[Records from a data collection]
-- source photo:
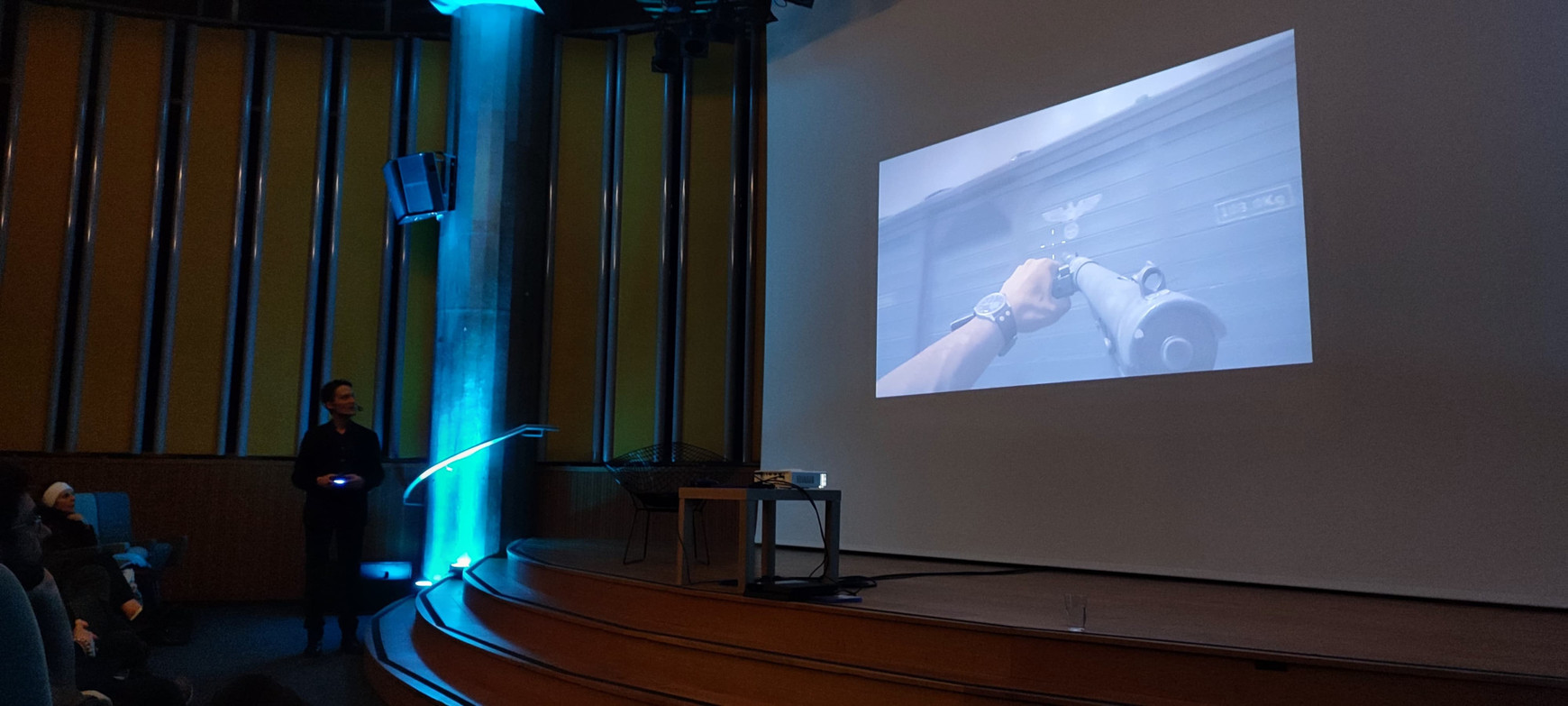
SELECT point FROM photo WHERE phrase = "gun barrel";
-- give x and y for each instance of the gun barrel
(1148, 332)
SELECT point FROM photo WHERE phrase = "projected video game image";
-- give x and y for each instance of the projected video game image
(1150, 228)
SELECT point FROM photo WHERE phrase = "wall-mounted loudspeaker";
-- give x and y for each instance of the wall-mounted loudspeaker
(419, 186)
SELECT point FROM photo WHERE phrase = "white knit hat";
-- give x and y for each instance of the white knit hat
(55, 491)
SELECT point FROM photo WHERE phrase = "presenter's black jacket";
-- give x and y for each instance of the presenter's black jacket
(326, 452)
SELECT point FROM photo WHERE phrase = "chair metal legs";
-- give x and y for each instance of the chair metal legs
(626, 555)
(699, 540)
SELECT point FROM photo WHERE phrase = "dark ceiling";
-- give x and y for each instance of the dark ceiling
(373, 16)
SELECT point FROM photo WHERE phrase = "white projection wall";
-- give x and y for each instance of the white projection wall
(1165, 214)
(1423, 451)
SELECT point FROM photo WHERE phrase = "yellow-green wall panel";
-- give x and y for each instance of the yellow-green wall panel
(362, 215)
(36, 229)
(286, 239)
(642, 193)
(579, 216)
(419, 319)
(123, 239)
(707, 252)
(205, 243)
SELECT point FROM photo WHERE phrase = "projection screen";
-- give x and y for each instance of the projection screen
(1404, 435)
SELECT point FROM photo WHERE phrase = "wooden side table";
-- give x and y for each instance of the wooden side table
(748, 498)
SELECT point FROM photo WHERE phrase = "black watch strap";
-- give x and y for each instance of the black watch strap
(1007, 324)
(1002, 319)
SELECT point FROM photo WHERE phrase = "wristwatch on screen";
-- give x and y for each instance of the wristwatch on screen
(995, 309)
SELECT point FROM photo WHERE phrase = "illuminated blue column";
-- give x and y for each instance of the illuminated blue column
(491, 65)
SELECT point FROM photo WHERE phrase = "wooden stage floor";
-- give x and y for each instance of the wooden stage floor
(1269, 620)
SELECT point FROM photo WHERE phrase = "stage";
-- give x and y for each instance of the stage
(567, 621)
(1286, 621)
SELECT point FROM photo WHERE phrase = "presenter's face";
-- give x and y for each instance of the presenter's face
(343, 402)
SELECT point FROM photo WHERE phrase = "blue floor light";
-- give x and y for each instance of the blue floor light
(451, 6)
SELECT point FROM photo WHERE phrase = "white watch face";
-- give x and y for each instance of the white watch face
(989, 303)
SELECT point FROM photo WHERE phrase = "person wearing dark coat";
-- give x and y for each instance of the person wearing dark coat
(339, 464)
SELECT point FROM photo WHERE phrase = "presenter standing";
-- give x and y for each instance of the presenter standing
(337, 466)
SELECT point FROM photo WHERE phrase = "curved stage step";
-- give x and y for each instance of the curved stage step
(516, 628)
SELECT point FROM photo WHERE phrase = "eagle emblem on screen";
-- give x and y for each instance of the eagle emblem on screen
(1070, 214)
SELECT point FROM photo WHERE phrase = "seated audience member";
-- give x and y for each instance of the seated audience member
(25, 682)
(23, 553)
(114, 665)
(141, 564)
(71, 555)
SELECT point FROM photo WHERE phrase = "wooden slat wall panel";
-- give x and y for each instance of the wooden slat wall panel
(579, 216)
(419, 322)
(637, 332)
(362, 212)
(205, 245)
(123, 241)
(286, 242)
(707, 250)
(243, 518)
(40, 201)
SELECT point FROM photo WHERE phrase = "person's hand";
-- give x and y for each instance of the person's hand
(1027, 292)
(84, 637)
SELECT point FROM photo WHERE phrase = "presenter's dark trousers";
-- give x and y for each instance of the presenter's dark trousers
(328, 584)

Written instruction: Which rows above contain the string "mounted"? Report each of those rows in full.

Response:
SELECT point FROM photo WHERE phrase = "wall-mounted loudspeaker";
-- give x and y for each instance of the wall-mounted loudspeaker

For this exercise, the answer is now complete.